Image location labeling records
□ □ □
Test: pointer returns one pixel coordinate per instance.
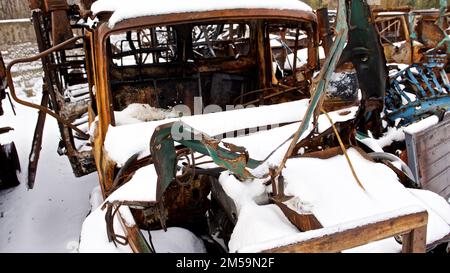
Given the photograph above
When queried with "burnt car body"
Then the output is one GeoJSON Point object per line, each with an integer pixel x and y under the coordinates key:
{"type": "Point", "coordinates": [163, 64]}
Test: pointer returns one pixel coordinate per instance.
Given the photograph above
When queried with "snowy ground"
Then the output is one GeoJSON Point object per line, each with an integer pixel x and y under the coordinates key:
{"type": "Point", "coordinates": [49, 217]}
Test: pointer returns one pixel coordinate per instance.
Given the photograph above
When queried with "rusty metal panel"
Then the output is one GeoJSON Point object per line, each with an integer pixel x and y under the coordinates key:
{"type": "Point", "coordinates": [429, 157]}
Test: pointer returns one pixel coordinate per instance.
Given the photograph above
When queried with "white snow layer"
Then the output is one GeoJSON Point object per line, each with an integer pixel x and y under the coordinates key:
{"type": "Point", "coordinates": [140, 8]}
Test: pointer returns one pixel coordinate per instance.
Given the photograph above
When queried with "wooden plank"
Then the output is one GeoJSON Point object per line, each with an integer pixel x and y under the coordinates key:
{"type": "Point", "coordinates": [445, 193]}
{"type": "Point", "coordinates": [134, 236]}
{"type": "Point", "coordinates": [362, 235]}
{"type": "Point", "coordinates": [415, 241]}
{"type": "Point", "coordinates": [435, 152]}
{"type": "Point", "coordinates": [432, 157]}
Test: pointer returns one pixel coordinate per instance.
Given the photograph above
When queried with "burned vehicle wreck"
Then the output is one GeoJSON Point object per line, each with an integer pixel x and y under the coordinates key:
{"type": "Point", "coordinates": [210, 132]}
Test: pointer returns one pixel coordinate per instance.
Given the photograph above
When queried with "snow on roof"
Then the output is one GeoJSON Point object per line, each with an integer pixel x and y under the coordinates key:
{"type": "Point", "coordinates": [139, 8]}
{"type": "Point", "coordinates": [211, 124]}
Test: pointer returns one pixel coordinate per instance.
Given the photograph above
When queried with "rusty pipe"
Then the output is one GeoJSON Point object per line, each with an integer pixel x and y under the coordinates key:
{"type": "Point", "coordinates": [36, 106]}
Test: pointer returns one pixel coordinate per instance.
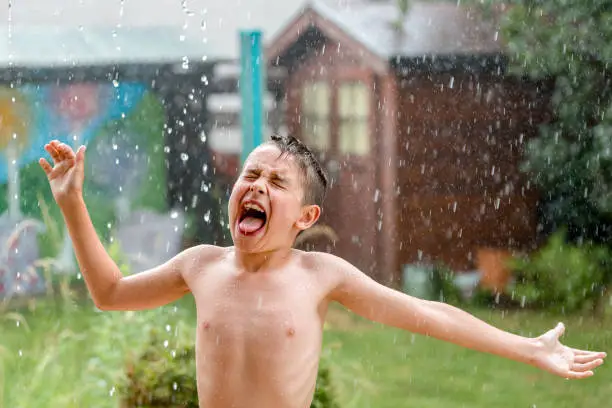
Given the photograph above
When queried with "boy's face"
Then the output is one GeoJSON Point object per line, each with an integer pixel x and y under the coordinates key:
{"type": "Point", "coordinates": [266, 208]}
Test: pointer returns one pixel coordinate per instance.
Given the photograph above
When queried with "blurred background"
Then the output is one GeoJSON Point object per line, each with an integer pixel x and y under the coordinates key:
{"type": "Point", "coordinates": [469, 145]}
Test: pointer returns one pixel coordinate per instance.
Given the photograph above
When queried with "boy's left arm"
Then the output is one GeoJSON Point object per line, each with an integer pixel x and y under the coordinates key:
{"type": "Point", "coordinates": [376, 302]}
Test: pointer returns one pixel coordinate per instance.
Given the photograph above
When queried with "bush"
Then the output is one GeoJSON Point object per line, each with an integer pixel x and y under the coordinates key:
{"type": "Point", "coordinates": [563, 277]}
{"type": "Point", "coordinates": [165, 377]}
{"type": "Point", "coordinates": [443, 285]}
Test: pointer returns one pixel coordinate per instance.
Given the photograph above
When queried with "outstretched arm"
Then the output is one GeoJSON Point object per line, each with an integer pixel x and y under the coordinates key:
{"type": "Point", "coordinates": [376, 302]}
{"type": "Point", "coordinates": [108, 288]}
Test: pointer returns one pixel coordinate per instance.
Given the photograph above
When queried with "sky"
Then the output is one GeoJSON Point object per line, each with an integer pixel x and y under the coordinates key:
{"type": "Point", "coordinates": [217, 21]}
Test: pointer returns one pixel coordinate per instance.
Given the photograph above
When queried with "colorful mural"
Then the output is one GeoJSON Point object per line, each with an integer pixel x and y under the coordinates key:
{"type": "Point", "coordinates": [122, 125]}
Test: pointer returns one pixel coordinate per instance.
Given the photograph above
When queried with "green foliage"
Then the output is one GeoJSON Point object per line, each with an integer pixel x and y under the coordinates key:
{"type": "Point", "coordinates": [162, 376]}
{"type": "Point", "coordinates": [159, 377]}
{"type": "Point", "coordinates": [563, 277]}
{"type": "Point", "coordinates": [325, 392]}
{"type": "Point", "coordinates": [569, 42]}
{"type": "Point", "coordinates": [443, 285]}
{"type": "Point", "coordinates": [144, 126]}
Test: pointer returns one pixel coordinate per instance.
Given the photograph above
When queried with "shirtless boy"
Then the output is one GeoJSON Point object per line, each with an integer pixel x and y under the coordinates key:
{"type": "Point", "coordinates": [261, 304]}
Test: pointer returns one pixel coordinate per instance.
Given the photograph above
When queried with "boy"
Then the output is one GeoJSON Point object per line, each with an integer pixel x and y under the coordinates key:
{"type": "Point", "coordinates": [261, 304]}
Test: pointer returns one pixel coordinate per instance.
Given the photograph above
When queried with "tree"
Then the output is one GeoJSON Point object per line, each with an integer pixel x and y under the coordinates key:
{"type": "Point", "coordinates": [568, 42]}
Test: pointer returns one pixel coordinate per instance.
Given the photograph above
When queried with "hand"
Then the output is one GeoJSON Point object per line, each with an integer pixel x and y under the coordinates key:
{"type": "Point", "coordinates": [67, 174]}
{"type": "Point", "coordinates": [564, 361]}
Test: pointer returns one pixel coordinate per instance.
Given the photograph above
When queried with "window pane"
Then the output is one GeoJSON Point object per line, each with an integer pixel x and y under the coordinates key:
{"type": "Point", "coordinates": [315, 98]}
{"type": "Point", "coordinates": [315, 114]}
{"type": "Point", "coordinates": [322, 98]}
{"type": "Point", "coordinates": [361, 100]}
{"type": "Point", "coordinates": [353, 100]}
{"type": "Point", "coordinates": [344, 101]}
{"type": "Point", "coordinates": [354, 137]}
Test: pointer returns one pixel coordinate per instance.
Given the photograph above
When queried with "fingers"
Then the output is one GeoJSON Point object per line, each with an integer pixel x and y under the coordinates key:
{"type": "Point", "coordinates": [591, 365]}
{"type": "Point", "coordinates": [578, 375]}
{"type": "Point", "coordinates": [45, 166]}
{"type": "Point", "coordinates": [80, 156]}
{"type": "Point", "coordinates": [53, 152]}
{"type": "Point", "coordinates": [581, 356]}
{"type": "Point", "coordinates": [559, 329]}
{"type": "Point", "coordinates": [65, 151]}
{"type": "Point", "coordinates": [61, 153]}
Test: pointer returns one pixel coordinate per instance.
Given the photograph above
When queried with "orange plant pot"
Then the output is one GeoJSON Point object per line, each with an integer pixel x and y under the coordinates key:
{"type": "Point", "coordinates": [493, 266]}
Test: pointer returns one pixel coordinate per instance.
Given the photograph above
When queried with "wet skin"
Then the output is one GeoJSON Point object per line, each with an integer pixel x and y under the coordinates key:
{"type": "Point", "coordinates": [261, 304]}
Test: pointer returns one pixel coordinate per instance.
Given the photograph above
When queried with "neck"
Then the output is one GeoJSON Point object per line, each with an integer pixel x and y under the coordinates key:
{"type": "Point", "coordinates": [258, 261]}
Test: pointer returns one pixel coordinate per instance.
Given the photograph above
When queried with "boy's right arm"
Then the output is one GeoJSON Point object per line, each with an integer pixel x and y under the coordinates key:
{"type": "Point", "coordinates": [108, 288]}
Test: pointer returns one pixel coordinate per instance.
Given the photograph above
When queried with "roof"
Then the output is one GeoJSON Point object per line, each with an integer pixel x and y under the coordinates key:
{"type": "Point", "coordinates": [428, 29]}
{"type": "Point", "coordinates": [53, 46]}
{"type": "Point", "coordinates": [215, 22]}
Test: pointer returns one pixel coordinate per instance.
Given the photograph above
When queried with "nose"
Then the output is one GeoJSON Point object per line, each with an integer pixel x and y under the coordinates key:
{"type": "Point", "coordinates": [257, 187]}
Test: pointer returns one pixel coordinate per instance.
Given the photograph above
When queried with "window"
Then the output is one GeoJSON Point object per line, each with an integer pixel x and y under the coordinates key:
{"type": "Point", "coordinates": [316, 103]}
{"type": "Point", "coordinates": [354, 112]}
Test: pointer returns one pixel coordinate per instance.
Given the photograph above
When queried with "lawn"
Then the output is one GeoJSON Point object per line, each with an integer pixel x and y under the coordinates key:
{"type": "Point", "coordinates": [59, 355]}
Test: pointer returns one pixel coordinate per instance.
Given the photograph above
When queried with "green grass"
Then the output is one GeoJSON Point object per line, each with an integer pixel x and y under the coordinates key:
{"type": "Point", "coordinates": [72, 356]}
{"type": "Point", "coordinates": [405, 370]}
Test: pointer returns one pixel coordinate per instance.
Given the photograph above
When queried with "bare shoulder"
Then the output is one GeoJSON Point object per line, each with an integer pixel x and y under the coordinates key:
{"type": "Point", "coordinates": [326, 267]}
{"type": "Point", "coordinates": [200, 255]}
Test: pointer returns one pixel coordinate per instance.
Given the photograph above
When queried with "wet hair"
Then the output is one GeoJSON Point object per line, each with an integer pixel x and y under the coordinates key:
{"type": "Point", "coordinates": [314, 179]}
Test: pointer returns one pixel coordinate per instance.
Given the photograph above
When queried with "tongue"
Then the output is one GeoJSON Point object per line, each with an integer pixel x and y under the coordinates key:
{"type": "Point", "coordinates": [250, 225]}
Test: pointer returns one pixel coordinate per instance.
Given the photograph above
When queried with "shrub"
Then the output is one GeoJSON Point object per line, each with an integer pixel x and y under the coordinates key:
{"type": "Point", "coordinates": [443, 285]}
{"type": "Point", "coordinates": [165, 377]}
{"type": "Point", "coordinates": [561, 276]}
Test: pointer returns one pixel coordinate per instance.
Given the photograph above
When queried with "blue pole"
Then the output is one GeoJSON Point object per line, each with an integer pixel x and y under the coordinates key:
{"type": "Point", "coordinates": [252, 68]}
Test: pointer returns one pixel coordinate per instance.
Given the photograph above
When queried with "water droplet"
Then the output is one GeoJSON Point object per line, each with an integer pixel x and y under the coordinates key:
{"type": "Point", "coordinates": [376, 195]}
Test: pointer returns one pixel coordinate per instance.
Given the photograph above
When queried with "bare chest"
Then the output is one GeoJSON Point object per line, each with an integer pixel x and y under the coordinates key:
{"type": "Point", "coordinates": [258, 312]}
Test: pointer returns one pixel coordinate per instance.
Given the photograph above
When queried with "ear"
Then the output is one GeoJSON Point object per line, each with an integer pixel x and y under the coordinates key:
{"type": "Point", "coordinates": [310, 215]}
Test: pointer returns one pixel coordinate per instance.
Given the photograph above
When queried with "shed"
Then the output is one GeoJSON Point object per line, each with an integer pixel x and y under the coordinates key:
{"type": "Point", "coordinates": [419, 127]}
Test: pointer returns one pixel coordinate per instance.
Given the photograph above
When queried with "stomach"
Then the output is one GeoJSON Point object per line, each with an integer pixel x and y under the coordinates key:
{"type": "Point", "coordinates": [265, 371]}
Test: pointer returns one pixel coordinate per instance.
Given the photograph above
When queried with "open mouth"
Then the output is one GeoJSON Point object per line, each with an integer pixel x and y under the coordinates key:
{"type": "Point", "coordinates": [252, 218]}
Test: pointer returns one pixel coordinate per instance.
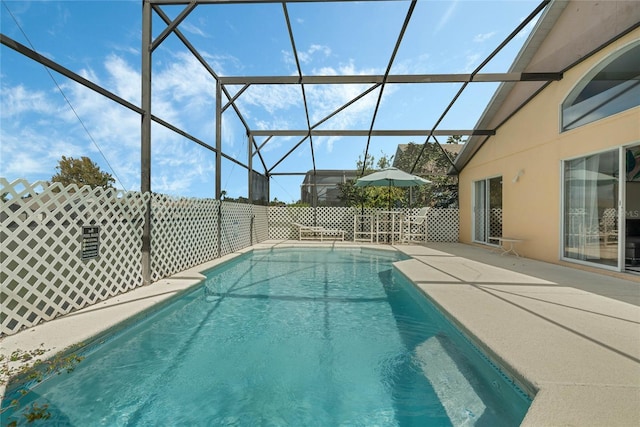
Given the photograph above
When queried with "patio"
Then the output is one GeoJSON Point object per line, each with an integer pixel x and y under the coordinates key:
{"type": "Point", "coordinates": [569, 336]}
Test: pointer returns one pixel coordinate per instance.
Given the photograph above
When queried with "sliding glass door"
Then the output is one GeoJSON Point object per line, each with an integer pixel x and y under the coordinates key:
{"type": "Point", "coordinates": [487, 221]}
{"type": "Point", "coordinates": [591, 197]}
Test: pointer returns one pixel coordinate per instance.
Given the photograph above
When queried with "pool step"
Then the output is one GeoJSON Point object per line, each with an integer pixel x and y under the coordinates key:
{"type": "Point", "coordinates": [462, 404]}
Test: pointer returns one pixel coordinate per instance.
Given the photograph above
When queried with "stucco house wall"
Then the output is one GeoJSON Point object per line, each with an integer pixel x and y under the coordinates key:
{"type": "Point", "coordinates": [531, 142]}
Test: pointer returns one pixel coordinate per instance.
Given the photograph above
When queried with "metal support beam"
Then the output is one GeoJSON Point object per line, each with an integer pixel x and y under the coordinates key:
{"type": "Point", "coordinates": [145, 139]}
{"type": "Point", "coordinates": [250, 177]}
{"type": "Point", "coordinates": [171, 26]}
{"type": "Point", "coordinates": [392, 79]}
{"type": "Point", "coordinates": [362, 132]}
{"type": "Point", "coordinates": [219, 162]}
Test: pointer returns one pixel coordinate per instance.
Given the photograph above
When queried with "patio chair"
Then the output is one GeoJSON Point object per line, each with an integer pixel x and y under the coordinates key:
{"type": "Point", "coordinates": [414, 227]}
{"type": "Point", "coordinates": [309, 232]}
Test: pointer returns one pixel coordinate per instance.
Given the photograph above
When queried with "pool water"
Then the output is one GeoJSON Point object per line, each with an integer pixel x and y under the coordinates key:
{"type": "Point", "coordinates": [309, 337]}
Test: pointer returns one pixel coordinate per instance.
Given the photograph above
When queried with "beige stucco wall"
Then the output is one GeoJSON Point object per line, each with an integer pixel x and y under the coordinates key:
{"type": "Point", "coordinates": [531, 141]}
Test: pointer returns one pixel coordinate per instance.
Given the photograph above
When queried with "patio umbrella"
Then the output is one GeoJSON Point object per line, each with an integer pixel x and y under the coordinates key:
{"type": "Point", "coordinates": [390, 177]}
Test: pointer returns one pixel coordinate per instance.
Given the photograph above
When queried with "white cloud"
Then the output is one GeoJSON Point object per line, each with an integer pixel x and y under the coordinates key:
{"type": "Point", "coordinates": [471, 62]}
{"type": "Point", "coordinates": [191, 28]}
{"type": "Point", "coordinates": [17, 100]}
{"type": "Point", "coordinates": [447, 16]}
{"type": "Point", "coordinates": [480, 38]}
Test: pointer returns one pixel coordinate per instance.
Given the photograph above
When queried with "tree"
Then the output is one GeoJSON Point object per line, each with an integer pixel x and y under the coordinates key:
{"type": "Point", "coordinates": [82, 171]}
{"type": "Point", "coordinates": [433, 165]}
{"type": "Point", "coordinates": [370, 197]}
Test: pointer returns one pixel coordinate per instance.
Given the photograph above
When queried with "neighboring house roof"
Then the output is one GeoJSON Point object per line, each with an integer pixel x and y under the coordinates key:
{"type": "Point", "coordinates": [429, 169]}
{"type": "Point", "coordinates": [334, 175]}
{"type": "Point", "coordinates": [567, 33]}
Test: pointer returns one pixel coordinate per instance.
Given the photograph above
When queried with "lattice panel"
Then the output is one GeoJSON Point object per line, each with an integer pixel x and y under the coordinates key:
{"type": "Point", "coordinates": [442, 224]}
{"type": "Point", "coordinates": [43, 275]}
{"type": "Point", "coordinates": [495, 222]}
{"type": "Point", "coordinates": [184, 233]}
{"type": "Point", "coordinates": [260, 231]}
{"type": "Point", "coordinates": [236, 226]}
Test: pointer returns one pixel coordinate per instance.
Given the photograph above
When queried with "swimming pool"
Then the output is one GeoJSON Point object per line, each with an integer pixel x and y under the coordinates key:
{"type": "Point", "coordinates": [313, 337]}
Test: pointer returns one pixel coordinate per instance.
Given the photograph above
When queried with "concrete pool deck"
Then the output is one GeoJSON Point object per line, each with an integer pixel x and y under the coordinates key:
{"type": "Point", "coordinates": [568, 336]}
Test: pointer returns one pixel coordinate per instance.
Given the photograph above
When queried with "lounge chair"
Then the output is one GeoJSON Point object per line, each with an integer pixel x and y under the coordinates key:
{"type": "Point", "coordinates": [309, 232]}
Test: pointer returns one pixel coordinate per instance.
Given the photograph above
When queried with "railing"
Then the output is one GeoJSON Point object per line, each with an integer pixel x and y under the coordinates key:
{"type": "Point", "coordinates": [65, 248]}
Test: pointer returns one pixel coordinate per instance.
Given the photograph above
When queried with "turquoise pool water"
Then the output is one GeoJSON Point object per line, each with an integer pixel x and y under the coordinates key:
{"type": "Point", "coordinates": [307, 337]}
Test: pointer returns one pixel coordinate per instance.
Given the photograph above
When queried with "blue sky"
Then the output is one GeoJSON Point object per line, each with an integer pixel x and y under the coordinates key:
{"type": "Point", "coordinates": [42, 119]}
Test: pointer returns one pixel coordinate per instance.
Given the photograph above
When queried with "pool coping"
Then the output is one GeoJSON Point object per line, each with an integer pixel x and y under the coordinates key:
{"type": "Point", "coordinates": [576, 352]}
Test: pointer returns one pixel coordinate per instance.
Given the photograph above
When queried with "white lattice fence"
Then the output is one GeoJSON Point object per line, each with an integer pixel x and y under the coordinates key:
{"type": "Point", "coordinates": [442, 224]}
{"type": "Point", "coordinates": [43, 271]}
{"type": "Point", "coordinates": [260, 230]}
{"type": "Point", "coordinates": [184, 233]}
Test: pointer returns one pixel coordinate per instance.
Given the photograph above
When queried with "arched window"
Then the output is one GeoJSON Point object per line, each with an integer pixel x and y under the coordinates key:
{"type": "Point", "coordinates": [611, 87]}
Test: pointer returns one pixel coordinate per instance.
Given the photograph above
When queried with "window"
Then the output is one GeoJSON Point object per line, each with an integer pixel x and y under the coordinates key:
{"type": "Point", "coordinates": [613, 86]}
{"type": "Point", "coordinates": [591, 208]}
{"type": "Point", "coordinates": [487, 207]}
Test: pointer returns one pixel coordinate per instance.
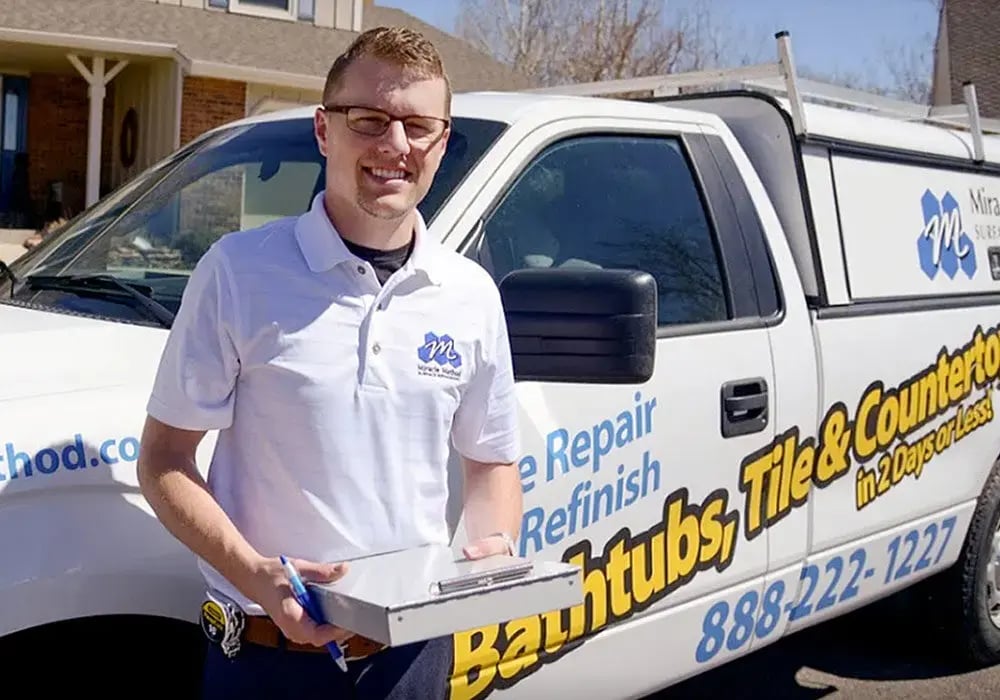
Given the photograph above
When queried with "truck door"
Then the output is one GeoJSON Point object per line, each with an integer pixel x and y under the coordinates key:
{"type": "Point", "coordinates": [638, 484]}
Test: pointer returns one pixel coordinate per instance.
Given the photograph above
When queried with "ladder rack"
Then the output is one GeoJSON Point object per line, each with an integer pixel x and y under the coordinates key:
{"type": "Point", "coordinates": [780, 79]}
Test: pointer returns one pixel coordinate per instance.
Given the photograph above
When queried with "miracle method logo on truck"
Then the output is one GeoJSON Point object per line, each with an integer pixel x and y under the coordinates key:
{"type": "Point", "coordinates": [943, 245]}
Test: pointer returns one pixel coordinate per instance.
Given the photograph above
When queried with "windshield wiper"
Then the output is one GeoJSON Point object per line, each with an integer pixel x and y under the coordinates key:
{"type": "Point", "coordinates": [9, 274]}
{"type": "Point", "coordinates": [103, 282]}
□ □ □
#### [WORK TO COMPLETE]
Please select every line of the records above that contains the word "blue" and copy each one out in full.

#### [RESPONSE]
When queried with "blue pole"
When queried with "blue sky"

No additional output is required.